## BEGIN MATERIAL FOR THIS TASK
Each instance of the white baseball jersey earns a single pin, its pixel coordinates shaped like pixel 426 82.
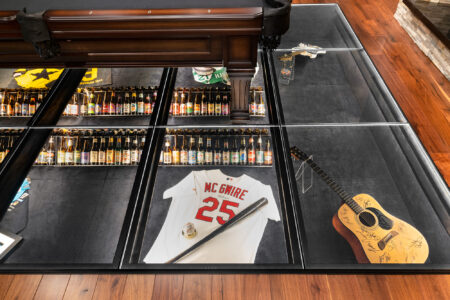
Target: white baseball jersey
pixel 208 199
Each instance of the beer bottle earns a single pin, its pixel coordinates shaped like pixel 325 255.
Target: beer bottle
pixel 3 103
pixel 184 153
pixel 118 151
pixel 235 153
pixel 105 103
pixel 251 151
pixel 226 153
pixel 148 103
pixel 112 103
pixel 85 153
pixel 102 152
pixel 211 106
pixel 141 103
pixel 134 152
pixel 197 105
pixel 91 104
pixel 192 153
pixel 84 105
pixel 200 151
pixel 183 105
pixel 126 109
pixel 62 152
pixel 98 104
pixel 77 152
pixel 259 152
pixel 18 105
pixel 175 152
pixel 204 104
pixel 208 152
pixel 175 104
pixel 253 105
pixel 218 103
pixel 94 152
pixel 167 152
pixel 50 159
pixel 217 153
pixel 133 105
pixel 119 105
pixel 243 152
pixel 225 104
pixel 189 104
pixel 261 108
pixel 110 151
pixel 69 152
pixel 268 154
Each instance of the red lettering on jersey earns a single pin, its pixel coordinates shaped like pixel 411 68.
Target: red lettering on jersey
pixel 236 193
pixel 243 194
pixel 228 190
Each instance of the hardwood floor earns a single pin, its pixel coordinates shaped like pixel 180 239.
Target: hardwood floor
pixel 422 93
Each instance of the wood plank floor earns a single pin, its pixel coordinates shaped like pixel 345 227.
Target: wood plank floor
pixel 422 93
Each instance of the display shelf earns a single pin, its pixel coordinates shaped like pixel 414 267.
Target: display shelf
pixel 337 87
pixel 386 163
pixel 321 25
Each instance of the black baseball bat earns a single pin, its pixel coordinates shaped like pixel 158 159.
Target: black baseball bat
pixel 237 218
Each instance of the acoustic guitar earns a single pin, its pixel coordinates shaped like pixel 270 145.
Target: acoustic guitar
pixel 375 236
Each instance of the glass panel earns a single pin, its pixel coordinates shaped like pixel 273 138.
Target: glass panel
pixel 336 87
pixel 202 96
pixel 385 171
pixel 216 175
pixel 113 96
pixel 79 190
pixel 319 25
pixel 22 92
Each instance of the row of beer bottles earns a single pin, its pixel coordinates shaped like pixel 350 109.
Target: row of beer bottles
pixel 212 102
pixel 20 102
pixel 223 151
pixel 92 150
pixel 112 101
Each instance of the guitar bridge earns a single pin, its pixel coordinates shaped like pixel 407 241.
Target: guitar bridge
pixel 383 242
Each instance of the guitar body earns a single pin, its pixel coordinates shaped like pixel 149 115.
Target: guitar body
pixel 377 237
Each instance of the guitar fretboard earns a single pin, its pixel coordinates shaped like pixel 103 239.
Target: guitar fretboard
pixel 300 155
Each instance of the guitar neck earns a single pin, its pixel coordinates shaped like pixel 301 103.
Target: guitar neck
pixel 346 198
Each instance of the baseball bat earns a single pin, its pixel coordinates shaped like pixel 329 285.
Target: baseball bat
pixel 237 218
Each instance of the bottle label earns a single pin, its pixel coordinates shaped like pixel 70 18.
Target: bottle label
pixel 189 108
pixel 192 159
pixel 183 157
pixel 176 157
pixel 200 157
pixel 259 157
pixel 267 157
pixel 208 157
pixel 94 157
pixel 251 156
pixel 234 157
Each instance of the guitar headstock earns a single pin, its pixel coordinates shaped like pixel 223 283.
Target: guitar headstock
pixel 298 154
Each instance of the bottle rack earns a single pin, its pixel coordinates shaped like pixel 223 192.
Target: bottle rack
pixel 20 103
pixel 218 139
pixel 88 144
pixel 212 102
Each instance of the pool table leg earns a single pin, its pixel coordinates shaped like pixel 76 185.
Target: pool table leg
## END MATERIAL FOR THIS TASK
OBJECTIVE -
Can you copy the records from the line with "Each instance of the wood" up to and including the line with "pixel 346 198", swapping "earns" for "receives" and leaving everything else unchanged?

COMPLETED EXERCISE -
Each instance of the wood plank floor receives a single pin, its pixel coordinates shaped like pixel 345 227.
Target: wood plank floor
pixel 422 93
Each instance of the display shelf receives a single pin, its pixel coordinates shaped like pixel 414 267.
Target: display shelf
pixel 337 87
pixel 386 163
pixel 321 25
Each instance of the black baseball bat receives a single pin, its pixel coordinates shaped like pixel 158 159.
Target: black baseball bat
pixel 237 218
Each instance of the acoustic guitar receives a single pin, its pixel coordinates shaped like pixel 270 145.
Target: acoustic guitar
pixel 375 236
Each instance of the glass panel receives a single pin, its pixel coordinates shaped like pixel 273 138.
Target: glass panel
pixel 336 87
pixel 202 96
pixel 385 171
pixel 216 175
pixel 113 96
pixel 79 190
pixel 319 25
pixel 22 92
Each instance of the row of beer bottles receives a single pin, its pixel coordinates shaped like pixel 350 109.
Target: row of beer bottles
pixel 212 102
pixel 20 102
pixel 223 151
pixel 92 150
pixel 112 101
Each instance of the guitar bridge receives a single pin, its pixel coordinates shaped like pixel 407 241.
Target: guitar bridge
pixel 383 242
Each instance of the guitar body receives a single pin, its pixel coordinates shaped like pixel 149 115.
Target: guitar body
pixel 377 237
Each instance of the guitar fretboard receives a single pin, its pixel coordinates shaped like pixel 103 239.
Target: guitar fretboard
pixel 300 155
Each instance of the guitar neck receives a single pin, its pixel coordinates shaped like pixel 301 103.
Target: guitar neck
pixel 346 198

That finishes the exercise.